### Passage to read
Evaluation of Patients With a History of Penicillin Allergy—Reply

Author Affiliations
  • 1Division of Infectious Diseases, Massachusetts General Hospital, Boston, Massachusetts
  • 2Division of Rheumatology, Allergy, and Immunology, Massachusetts General Hospital, Boston, Massachusetts
JAMA. 2019;321(23):2367. doi:10.1001/jama.2019.4542

In Reply Drs Faitelson and Beigelman raise 2 important issues regarding our review1 related to the use of extended penicillin challenges and the role of penicillin skin testing for patients with low-risk or moderate-risk allergy histories in the context of disseminating these evaluations beyond the realm of allergy specialists.

The first issue concerns the utility of extended oral penicillin challenge (ie, administering a course rather than a dose of penicillin antibiotic) to identify patients who have delayed reactions. While tolerating 1 full penicillin dose excludes IgE-mediated penicillin allergy and is often adequate to trigger a delayed hypersensitivity reaction,2 an extended oral challenge would identify about 5% more reactive patients. This is the same frequency with which patients react on their next indicated penicillin course in the absence of extended challenges after a negative penicillin allergy evaluation result.3 Given that the reactions identified with extended courses are benign and cutaneous and that penicillin antibiotics can increase the risk of Clostridium difficile (also known as Clostridioides difficile) infection4 and antibiotic resistance,5 the authors and professional societies that endorsed the review (the American Academy of Allergy, Asthma, and Immunology, Infectious Diseases Society of America, and Society of Healthcare Epidemiology of America) preferred that these benign reactions occur naturally when penicillin is prescribed for active infections rather than expose so many patients to days of unnecessary antibiotics. Although limited evidence supports the idea that longer courses of antibiotics may improve compliance with future penicillin use in children,6 this idea has been insufficiently evaluated on a scale to justify long, unnecessary antibiotic exposures in millions of individuals.

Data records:

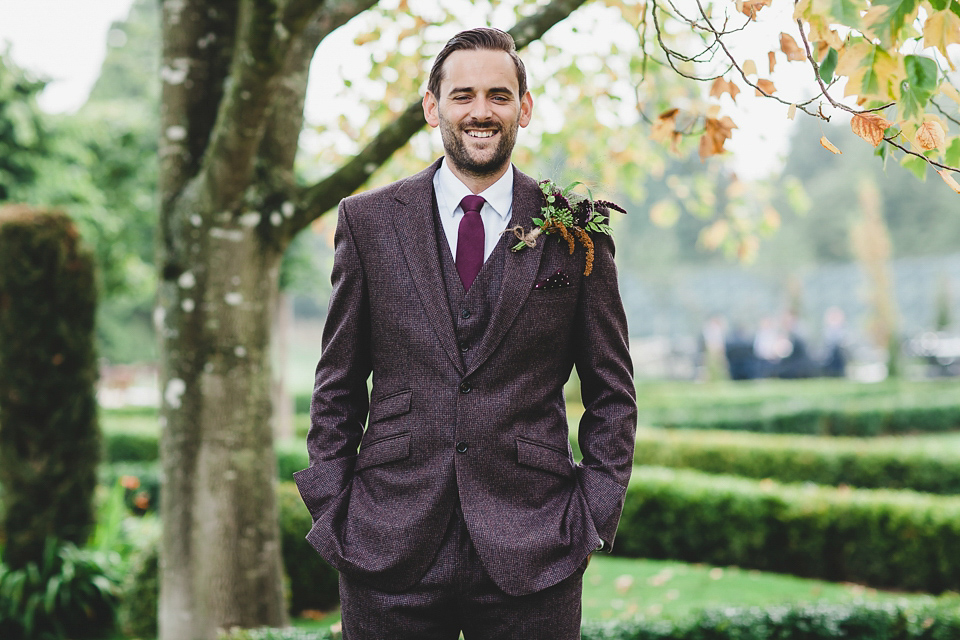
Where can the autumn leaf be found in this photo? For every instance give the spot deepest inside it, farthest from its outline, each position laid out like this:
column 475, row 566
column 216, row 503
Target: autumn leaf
column 750, row 8
column 948, row 178
column 870, row 127
column 718, row 131
column 942, row 28
column 829, row 146
column 789, row 46
column 721, row 86
column 765, row 87
column 930, row 135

### Exercise set
• 1. According to the reply on penicillin allergy evaluation, why did the authors and endorsing societies prefer not to use extended oral penicillin challenges?
• 2. List every professional society that the reply on penicillin allergy evaluation names as endorsing the review.
• 3. Based on the reply on penicillin allergy evaluation, say whether each statement agrees with it:
(a) An extended oral challenge would identify about 5% more reactive patients.
(b) Tolerating one full penicillin dose excludes IgE-mediated penicillin allergy.
(c) Strong evidence shows that longer antibiotic courses improve future penicillin compliance in children.

### Answers by item number
• 1. The reactions found with extended courses are benign and cutaneous, while penicillin antibiotics can increase the risk of Clostridium difficile infection and antibiotic resistance. They therefore preferred that these reactions occur naturally when penicillin is prescribed for active infections, rather than exposing many patients to days of unnecessary antibiotics.

• 2.
- American Academy of Allergy, Asthma, and Immunology
- Infectious Diseases Society of America
- Society of Healthcare Epidemiology of America

• 3.
(a) Yes: "an extended oral challenge would identify about 5% more reactive patients."
(b) Yes: "tolerating 1 full penicillin dose excludes IgE-mediated penicillin allergy"
(c) No: "limited evidence supports the idea that longer courses of antibiotics may improve compliance with future penicillin use in children"